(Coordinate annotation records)
+ + + +

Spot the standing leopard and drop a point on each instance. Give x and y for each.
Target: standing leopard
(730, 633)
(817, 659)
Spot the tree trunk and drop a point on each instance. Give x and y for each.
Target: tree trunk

+ + + +

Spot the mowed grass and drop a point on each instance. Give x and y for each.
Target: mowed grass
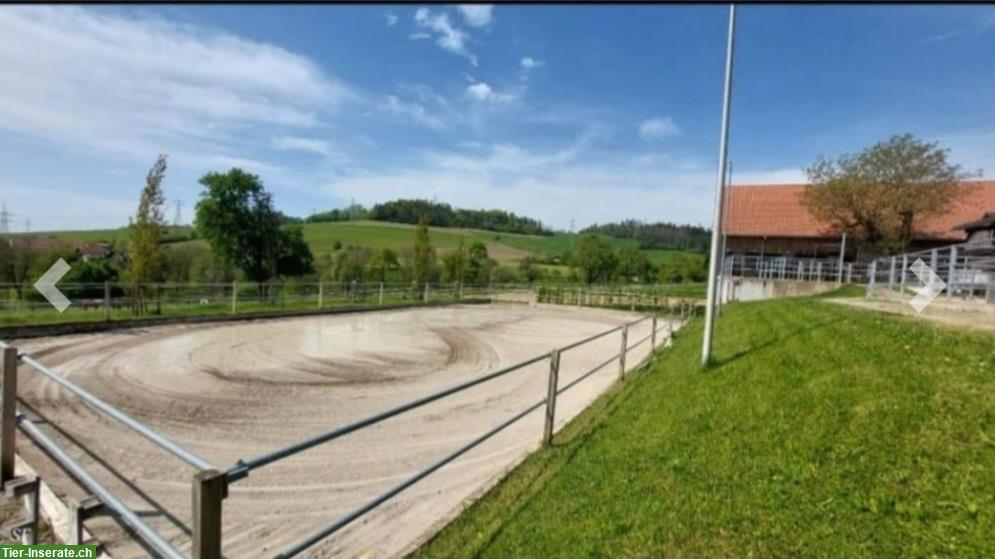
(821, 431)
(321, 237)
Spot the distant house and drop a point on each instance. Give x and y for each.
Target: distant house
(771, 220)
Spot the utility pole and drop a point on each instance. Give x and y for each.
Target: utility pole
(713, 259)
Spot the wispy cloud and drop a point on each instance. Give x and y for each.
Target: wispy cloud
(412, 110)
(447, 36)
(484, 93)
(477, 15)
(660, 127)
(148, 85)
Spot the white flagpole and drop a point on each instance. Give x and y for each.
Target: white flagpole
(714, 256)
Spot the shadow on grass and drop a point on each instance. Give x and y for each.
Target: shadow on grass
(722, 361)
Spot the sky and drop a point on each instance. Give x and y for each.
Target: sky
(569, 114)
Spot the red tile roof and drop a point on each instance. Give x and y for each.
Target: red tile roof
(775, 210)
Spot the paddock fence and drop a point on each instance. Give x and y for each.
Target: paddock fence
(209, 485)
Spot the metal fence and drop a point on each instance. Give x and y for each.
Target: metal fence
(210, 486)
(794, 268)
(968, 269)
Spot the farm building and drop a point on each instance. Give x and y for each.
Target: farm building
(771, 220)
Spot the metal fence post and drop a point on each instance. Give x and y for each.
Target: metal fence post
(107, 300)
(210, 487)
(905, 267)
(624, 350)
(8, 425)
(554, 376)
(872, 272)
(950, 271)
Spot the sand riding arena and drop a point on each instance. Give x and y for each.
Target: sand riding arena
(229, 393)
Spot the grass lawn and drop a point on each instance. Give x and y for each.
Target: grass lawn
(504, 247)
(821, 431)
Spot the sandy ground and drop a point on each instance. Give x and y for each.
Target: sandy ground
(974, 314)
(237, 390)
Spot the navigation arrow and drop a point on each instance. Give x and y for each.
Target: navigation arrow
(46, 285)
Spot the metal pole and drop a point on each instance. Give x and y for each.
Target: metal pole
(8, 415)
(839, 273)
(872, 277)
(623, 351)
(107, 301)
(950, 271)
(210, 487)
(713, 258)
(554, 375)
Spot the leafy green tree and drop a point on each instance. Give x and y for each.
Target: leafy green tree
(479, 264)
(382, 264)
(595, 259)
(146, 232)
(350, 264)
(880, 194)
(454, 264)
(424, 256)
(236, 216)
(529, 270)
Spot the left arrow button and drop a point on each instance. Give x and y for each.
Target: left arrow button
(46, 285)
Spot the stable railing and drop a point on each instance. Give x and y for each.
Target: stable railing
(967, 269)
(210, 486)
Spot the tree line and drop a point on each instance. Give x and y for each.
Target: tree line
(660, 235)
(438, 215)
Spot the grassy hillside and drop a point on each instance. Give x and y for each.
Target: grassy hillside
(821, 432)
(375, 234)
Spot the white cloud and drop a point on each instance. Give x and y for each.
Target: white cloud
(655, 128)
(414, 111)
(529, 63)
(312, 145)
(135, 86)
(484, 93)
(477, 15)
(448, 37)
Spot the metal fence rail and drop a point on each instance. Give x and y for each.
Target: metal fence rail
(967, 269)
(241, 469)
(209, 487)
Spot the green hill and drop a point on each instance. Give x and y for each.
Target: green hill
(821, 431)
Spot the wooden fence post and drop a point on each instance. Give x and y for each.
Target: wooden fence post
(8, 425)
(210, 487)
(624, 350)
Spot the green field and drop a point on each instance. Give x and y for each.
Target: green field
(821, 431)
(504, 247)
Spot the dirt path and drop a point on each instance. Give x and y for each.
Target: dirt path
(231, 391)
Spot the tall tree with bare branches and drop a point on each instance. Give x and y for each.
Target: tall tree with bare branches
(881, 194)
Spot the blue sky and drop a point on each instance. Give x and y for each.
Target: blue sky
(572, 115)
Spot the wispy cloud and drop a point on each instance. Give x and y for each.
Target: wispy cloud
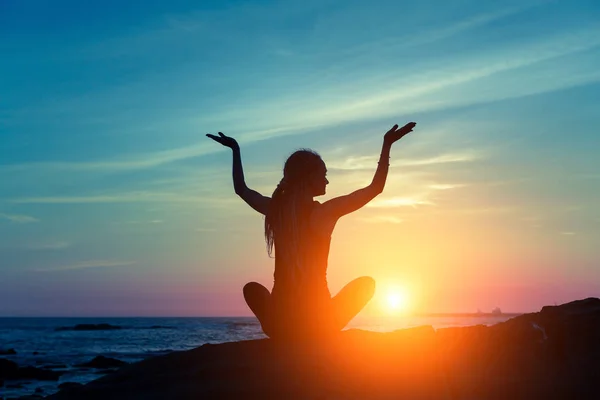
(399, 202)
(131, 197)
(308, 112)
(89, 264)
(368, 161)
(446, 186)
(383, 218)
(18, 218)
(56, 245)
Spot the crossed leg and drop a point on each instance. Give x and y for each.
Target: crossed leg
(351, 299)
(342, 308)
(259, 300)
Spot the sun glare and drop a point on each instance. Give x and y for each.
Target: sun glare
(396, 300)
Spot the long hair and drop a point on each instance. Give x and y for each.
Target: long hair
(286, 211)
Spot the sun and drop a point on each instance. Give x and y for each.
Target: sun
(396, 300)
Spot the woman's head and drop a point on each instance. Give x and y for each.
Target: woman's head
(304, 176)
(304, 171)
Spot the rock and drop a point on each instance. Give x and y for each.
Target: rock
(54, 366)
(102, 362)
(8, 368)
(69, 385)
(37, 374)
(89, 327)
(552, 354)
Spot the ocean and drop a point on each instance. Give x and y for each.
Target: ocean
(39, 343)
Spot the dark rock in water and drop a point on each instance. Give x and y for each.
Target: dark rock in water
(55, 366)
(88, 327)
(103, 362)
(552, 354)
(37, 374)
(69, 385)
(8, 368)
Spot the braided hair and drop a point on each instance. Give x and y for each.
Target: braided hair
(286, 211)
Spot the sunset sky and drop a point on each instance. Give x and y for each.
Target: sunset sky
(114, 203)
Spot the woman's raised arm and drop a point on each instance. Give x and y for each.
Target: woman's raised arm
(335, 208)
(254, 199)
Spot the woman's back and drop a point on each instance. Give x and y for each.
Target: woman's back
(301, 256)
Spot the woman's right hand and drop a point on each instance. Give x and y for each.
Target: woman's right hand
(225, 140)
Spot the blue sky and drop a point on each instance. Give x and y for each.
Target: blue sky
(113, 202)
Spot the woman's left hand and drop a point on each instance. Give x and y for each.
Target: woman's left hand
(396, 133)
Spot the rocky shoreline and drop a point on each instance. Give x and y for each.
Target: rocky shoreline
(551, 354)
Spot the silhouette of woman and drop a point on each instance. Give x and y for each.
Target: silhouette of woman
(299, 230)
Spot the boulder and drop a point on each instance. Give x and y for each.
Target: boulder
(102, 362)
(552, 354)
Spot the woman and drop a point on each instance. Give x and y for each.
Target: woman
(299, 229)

+ + + +

• TASK BRIEF:
Count the lines in the material that contain the word "post". Reply with the number only.

• COMPLETED EXERCISE:
4